• GOAL OF THE EXERCISE: Word for word, repeat each of the records below.

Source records
※ ※ ※

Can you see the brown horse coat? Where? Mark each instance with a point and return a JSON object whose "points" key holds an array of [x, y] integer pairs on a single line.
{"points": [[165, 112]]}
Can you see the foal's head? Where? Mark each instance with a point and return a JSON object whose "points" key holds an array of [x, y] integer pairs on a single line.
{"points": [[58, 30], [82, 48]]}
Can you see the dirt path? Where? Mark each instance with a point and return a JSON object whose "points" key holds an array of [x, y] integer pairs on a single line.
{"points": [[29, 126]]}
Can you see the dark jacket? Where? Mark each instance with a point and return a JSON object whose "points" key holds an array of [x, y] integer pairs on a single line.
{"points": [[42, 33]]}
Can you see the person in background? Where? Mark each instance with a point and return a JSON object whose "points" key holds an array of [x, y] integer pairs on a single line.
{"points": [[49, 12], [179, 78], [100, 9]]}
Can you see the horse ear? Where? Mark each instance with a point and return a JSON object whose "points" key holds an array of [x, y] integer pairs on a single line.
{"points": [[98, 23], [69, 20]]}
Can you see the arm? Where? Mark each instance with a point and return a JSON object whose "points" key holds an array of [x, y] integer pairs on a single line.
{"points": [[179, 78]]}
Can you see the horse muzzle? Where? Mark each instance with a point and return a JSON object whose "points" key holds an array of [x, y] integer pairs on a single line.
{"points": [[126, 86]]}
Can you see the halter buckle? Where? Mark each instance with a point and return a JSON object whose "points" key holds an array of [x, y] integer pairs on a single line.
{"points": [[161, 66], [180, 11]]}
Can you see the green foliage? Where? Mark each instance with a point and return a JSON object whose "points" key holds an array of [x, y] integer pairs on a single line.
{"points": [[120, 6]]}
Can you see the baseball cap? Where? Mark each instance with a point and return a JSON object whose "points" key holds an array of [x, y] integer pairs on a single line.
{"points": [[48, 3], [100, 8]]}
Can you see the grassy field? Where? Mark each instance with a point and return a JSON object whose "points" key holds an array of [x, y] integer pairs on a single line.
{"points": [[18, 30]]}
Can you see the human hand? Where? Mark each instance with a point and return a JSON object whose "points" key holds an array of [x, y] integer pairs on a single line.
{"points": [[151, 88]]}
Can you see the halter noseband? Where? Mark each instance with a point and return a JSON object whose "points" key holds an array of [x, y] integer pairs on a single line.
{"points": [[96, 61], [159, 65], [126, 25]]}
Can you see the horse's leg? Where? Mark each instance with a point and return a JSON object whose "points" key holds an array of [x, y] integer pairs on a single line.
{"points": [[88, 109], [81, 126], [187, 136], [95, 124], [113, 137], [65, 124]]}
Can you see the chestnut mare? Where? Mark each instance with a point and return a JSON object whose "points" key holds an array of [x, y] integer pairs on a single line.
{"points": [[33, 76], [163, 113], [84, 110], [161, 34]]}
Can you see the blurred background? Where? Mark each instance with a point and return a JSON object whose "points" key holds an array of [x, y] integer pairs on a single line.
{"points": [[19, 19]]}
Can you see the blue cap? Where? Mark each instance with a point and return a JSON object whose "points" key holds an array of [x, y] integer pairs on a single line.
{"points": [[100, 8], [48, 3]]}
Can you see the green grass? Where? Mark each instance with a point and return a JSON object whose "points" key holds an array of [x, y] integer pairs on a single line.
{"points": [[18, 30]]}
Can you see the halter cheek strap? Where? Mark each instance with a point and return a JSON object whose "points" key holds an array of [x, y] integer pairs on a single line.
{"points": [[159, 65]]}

※ ※ ※

• SOLUTION FOR THIS TASK:
Can you see the brown horse coat? Where? Mark each instance with a point and return a JSON object whose "points" key holds an array of [x, y] integer pairs on a single line.
{"points": [[165, 112]]}
Can you see the foal's head? Where? Mark each instance with a point and return a JSON object whose "points" key holds an array of [x, y] integer pairs on a single line.
{"points": [[58, 30], [82, 48]]}
Can you see the dirt path? Where? Mark each instance with a point and return a JSON object whose "points" key holds an array of [x, y] integer pairs on a single line.
{"points": [[29, 126]]}
Can you see the dark jacket? Where? Mark each instance with a point and return a JSON object whose "points" key holds an array of [x, y] integer pairs on a single line.
{"points": [[42, 33]]}
Can you see the person in background? Where? Mark each instance with a point and return a JSON object whose "points" key holds an array of [x, y] integer pairs on a single line.
{"points": [[49, 12], [179, 78], [100, 9]]}
Can you see the horse ear? Where? Mark each instance with a point and return a JSON object whose "points" key holds an array of [x, y] integer pairs on a single line.
{"points": [[98, 23], [69, 20]]}
Can you see the arm? Where? Mark each instance with a point and return a JSON object whose "points" key holds an array of [x, y] integer pairs on a single line.
{"points": [[179, 78]]}
Can you see the horse muzzle? Where? Mark each instance with a point and return a JSON object whose "points" key holds an array of [x, y] integer pairs on a single line.
{"points": [[126, 86]]}
Can you see the halter buckle? Where? Mark each instance with a point and return a JSON object whose "points" key holds an array of [x, y] integer pairs on a single line.
{"points": [[161, 66], [180, 11]]}
Can you see the green foliage? Where? Mark each instance with a point and return a JSON object whose "points" key holds an array of [x, y] integer pairs on a single line.
{"points": [[120, 6]]}
Can you see the baseball cap? Where? Mark each instance with a point and return a JSON object whose "points" key holds an array of [x, y] integer pairs on a single line.
{"points": [[48, 3], [100, 8]]}
Can you see the grassy field? Where? Mark each instance with a point and return a JSON object whose "points" key holds an array of [x, y] integer pairs on a single line.
{"points": [[18, 30]]}
Can you see the human hand? Where? Mark each instance with a point and return a JSON object whose "points" key holds an array of [x, y] integer pairs on a single line.
{"points": [[151, 88]]}
Can you see the halter noseband? Where? Mark each instance with a point and return a JSON object whose "points" key holds an array of [x, y] integer pairs on a single line.
{"points": [[96, 61], [159, 65], [126, 25]]}
Can you see the horse's leg? Where? Mark each instance with a point and return a JSON object whose "points" key holds an array of [x, y] integer pairs on a single line.
{"points": [[88, 109], [81, 126], [187, 136], [95, 124], [113, 137], [65, 124]]}
Can you see the chestnut mare? Where? Mark each instance with a point and return a JSON object whose "points" key holds an array of [x, y] integer pairs on a single line.
{"points": [[33, 76], [163, 113], [84, 110], [161, 34]]}
Can you see the blurred background? Where? Mark each instance with a point and return a JSON object whose "points" key holds an array of [x, y] integer pairs on a single line.
{"points": [[19, 19]]}
Can you see the blue cap? Where? Mark each instance with a point and return a JSON object whose "points" key holds an array of [x, y] integer pairs on a single line.
{"points": [[100, 8], [48, 3]]}
Can you see the green grass? Where? Mark each instance with a point and return a JSON object whose "points" key holds an array of [x, y] integer pairs on a single line.
{"points": [[18, 30]]}
Can you see the halter cheek strap? Where? Mark each instance with a point and return a JSON object whose "points" key holds an array of [x, y] integer pairs on a single line.
{"points": [[159, 65]]}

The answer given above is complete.